— Start of RECORDS PROVIDED —

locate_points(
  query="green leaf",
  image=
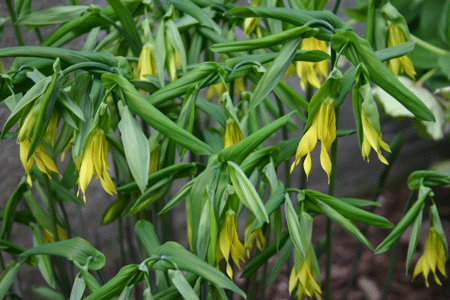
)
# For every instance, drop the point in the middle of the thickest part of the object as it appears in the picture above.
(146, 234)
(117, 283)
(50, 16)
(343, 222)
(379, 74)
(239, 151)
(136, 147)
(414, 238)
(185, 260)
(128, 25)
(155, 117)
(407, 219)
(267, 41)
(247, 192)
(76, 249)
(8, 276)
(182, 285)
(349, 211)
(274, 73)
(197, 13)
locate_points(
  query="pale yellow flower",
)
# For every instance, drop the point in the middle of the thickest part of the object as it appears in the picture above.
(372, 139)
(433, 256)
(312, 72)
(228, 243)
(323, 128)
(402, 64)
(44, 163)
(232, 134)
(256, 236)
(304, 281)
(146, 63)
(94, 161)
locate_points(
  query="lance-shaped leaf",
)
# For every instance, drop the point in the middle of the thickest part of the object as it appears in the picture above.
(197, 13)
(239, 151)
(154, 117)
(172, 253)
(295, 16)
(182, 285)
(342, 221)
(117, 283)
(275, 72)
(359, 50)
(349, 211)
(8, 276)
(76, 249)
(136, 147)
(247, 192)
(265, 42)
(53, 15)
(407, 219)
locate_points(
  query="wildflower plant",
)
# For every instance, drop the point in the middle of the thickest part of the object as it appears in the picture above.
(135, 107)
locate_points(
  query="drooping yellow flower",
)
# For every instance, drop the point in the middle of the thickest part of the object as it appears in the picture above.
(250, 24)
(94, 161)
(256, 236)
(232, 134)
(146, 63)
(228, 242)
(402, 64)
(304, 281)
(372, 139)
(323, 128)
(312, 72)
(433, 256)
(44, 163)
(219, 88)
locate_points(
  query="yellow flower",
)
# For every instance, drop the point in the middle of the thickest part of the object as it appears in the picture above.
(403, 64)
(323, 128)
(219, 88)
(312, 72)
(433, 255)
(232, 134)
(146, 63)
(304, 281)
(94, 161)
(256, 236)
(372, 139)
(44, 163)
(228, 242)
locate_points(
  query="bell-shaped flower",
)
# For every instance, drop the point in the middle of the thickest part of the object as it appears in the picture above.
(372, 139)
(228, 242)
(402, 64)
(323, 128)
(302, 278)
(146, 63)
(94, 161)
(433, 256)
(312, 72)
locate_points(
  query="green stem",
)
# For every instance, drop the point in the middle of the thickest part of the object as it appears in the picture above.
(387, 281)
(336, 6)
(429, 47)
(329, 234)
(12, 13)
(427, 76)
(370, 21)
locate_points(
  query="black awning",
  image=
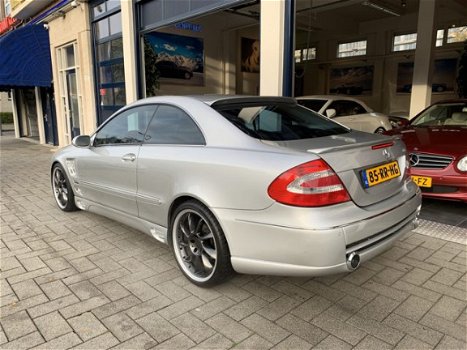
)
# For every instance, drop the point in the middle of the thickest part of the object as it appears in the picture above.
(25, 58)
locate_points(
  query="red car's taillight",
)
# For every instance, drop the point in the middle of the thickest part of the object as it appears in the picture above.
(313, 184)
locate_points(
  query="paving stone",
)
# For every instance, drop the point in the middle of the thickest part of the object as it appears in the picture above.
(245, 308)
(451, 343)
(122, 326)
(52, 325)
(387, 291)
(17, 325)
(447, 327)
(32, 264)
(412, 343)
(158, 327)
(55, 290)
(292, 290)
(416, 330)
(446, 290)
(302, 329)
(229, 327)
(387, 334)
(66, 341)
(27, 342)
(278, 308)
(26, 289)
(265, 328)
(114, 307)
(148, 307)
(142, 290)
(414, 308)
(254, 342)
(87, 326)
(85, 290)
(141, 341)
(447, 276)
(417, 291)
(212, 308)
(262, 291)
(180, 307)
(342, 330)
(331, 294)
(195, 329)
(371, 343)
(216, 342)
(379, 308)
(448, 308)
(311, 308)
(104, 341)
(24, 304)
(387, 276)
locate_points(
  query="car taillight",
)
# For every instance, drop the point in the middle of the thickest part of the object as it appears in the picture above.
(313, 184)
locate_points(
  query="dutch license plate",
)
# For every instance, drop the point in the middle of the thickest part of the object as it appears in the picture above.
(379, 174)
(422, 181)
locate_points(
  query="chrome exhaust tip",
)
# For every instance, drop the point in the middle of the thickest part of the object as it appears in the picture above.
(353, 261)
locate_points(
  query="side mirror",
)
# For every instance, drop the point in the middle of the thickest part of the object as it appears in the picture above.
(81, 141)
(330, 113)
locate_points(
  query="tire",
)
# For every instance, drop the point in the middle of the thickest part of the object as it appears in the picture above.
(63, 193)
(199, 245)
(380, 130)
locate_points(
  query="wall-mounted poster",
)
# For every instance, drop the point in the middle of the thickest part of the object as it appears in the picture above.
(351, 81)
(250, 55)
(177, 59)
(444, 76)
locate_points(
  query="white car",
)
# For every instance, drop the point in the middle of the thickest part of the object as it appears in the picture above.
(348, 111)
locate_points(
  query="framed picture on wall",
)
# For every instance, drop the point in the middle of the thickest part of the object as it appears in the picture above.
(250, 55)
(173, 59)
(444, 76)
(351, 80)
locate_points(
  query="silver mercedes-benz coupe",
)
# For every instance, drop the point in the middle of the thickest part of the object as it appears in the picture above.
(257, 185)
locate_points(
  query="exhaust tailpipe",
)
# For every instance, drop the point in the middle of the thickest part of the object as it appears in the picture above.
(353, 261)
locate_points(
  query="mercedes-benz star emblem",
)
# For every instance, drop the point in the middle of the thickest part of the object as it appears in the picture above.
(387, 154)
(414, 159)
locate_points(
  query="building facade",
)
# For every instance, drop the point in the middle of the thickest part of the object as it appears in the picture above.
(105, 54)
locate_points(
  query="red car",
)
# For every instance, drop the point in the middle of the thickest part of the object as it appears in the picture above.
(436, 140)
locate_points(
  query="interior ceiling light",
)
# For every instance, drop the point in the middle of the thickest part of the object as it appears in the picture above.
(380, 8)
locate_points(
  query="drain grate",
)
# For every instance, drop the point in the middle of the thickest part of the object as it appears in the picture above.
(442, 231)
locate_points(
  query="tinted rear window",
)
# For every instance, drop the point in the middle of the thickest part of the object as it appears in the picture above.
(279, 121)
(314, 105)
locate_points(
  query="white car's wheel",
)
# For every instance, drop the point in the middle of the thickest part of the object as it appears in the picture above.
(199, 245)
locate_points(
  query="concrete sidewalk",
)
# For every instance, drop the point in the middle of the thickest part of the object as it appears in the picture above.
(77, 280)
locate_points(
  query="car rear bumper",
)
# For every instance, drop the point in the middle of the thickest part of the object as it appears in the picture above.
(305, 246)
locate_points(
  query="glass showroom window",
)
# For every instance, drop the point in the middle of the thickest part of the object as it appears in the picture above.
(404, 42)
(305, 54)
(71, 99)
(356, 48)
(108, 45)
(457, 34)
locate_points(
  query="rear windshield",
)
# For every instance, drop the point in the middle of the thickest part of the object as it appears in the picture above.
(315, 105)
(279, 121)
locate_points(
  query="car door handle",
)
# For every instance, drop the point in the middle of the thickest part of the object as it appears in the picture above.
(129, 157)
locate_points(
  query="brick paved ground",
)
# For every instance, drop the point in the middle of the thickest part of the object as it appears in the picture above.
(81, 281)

— End of RECORDS PROVIDED —
— Start of RECORDS PROVIDED —

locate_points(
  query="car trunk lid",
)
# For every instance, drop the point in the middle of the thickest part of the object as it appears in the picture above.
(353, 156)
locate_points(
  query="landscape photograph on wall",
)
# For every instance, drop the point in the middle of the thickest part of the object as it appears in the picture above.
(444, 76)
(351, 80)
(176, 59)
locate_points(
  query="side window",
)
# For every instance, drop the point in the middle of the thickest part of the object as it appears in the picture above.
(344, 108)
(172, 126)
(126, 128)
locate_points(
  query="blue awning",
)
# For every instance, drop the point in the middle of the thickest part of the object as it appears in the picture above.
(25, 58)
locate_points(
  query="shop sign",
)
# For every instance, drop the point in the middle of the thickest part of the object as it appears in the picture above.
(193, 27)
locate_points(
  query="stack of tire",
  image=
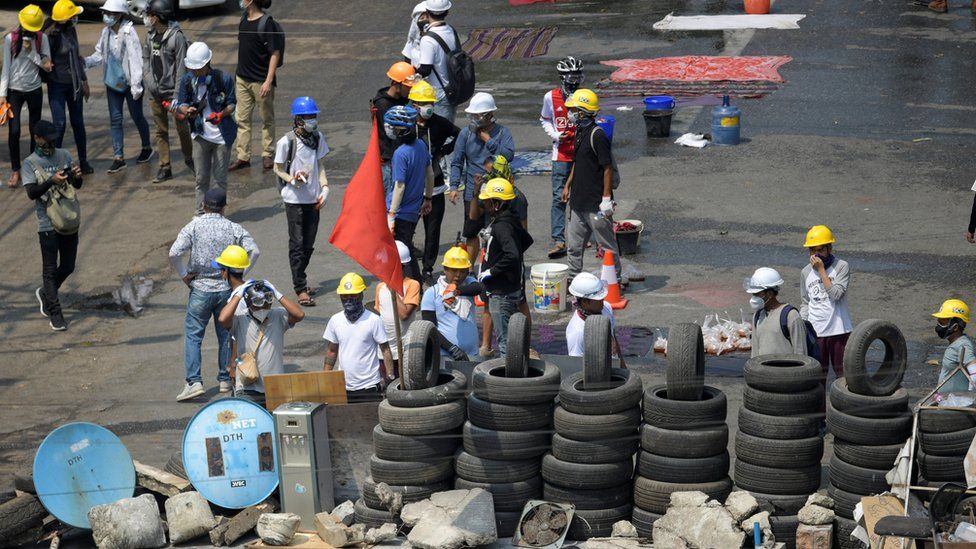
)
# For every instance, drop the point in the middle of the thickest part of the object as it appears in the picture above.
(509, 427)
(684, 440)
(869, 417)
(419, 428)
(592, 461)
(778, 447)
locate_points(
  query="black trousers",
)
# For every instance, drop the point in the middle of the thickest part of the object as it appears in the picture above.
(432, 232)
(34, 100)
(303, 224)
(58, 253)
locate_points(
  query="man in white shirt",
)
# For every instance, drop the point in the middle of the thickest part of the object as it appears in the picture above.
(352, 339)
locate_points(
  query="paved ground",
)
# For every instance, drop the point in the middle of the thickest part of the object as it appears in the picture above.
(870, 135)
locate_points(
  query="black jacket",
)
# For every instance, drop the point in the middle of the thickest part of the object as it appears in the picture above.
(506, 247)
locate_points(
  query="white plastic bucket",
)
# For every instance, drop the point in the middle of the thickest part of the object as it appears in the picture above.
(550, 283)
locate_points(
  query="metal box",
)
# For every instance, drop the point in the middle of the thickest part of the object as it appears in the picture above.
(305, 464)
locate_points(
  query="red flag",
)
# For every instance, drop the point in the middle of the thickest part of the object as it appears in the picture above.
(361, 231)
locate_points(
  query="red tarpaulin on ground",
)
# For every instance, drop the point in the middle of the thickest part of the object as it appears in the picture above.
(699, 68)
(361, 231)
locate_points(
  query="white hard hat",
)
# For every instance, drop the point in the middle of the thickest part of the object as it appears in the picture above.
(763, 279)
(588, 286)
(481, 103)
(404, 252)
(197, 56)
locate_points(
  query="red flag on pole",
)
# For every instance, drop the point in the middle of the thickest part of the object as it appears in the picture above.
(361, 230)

— End of RECORDS PROVIDED —

YOUR OBJECTIVE: Count the lines in the entries above that contain the word "ground". Reply with the number alone.

REPLY: 3